Work instruction:
Pictures excluded, retype the lines from the one containing "Note: spot the distant mountain" through the last line of the data below, both included.

Listed records below:

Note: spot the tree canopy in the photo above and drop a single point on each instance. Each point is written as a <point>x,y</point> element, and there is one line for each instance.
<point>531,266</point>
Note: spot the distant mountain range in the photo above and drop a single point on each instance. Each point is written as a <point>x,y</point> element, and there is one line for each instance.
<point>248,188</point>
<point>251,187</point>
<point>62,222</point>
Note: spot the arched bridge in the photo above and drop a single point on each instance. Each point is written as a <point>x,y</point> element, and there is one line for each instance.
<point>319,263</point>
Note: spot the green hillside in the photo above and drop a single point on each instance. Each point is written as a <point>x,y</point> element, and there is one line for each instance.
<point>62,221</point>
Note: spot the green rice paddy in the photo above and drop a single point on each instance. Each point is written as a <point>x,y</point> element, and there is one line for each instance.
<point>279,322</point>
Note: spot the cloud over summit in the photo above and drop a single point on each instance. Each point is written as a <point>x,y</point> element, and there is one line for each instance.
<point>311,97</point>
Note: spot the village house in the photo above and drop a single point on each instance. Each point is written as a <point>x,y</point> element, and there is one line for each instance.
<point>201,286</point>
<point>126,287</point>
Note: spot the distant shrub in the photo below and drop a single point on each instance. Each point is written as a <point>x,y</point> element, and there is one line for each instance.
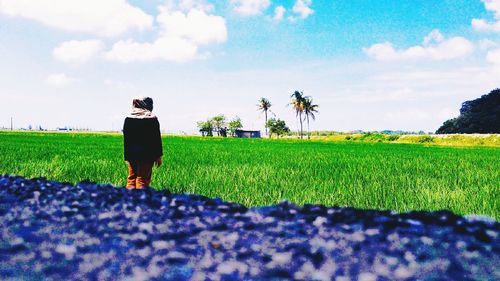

End of Listed records.

The answer:
Note: spot the distant mountain range in the photo above and drop a single point on each instance. Each point is written as a <point>x,y</point> element, and there is one line for each instance.
<point>248,188</point>
<point>251,187</point>
<point>62,222</point>
Note: spot the arched bridge in the photo above and drop a single point on each instance. Each point is written as a <point>x,y</point> element, and there is one line for each instance.
<point>319,263</point>
Note: spot the green hillside in the photo above and drop a single point on each instance. Each point is written as a <point>x,y</point> element, and there is one line for each instance.
<point>62,221</point>
Note: spot the green rice paddy in the photo above and drop a single point on each instance. Each point is written as a <point>x,y</point> element, and there is one line for each instance.
<point>279,322</point>
Note: spot the cloud over summit in the photo above and drop a single point on each instance. Each point is written as a <point>x,y</point> element, and there is one line for each instance.
<point>311,97</point>
Note: spot the village house in the photo above and drop a single point on each instance. Each point is written as a <point>x,y</point> element, and there is one line for each instance.
<point>201,286</point>
<point>126,287</point>
Note: spot the distant shrub in the photo below and drop a single point on each instance. Each point is written as a <point>x,y</point> element, and there is one line for each instance.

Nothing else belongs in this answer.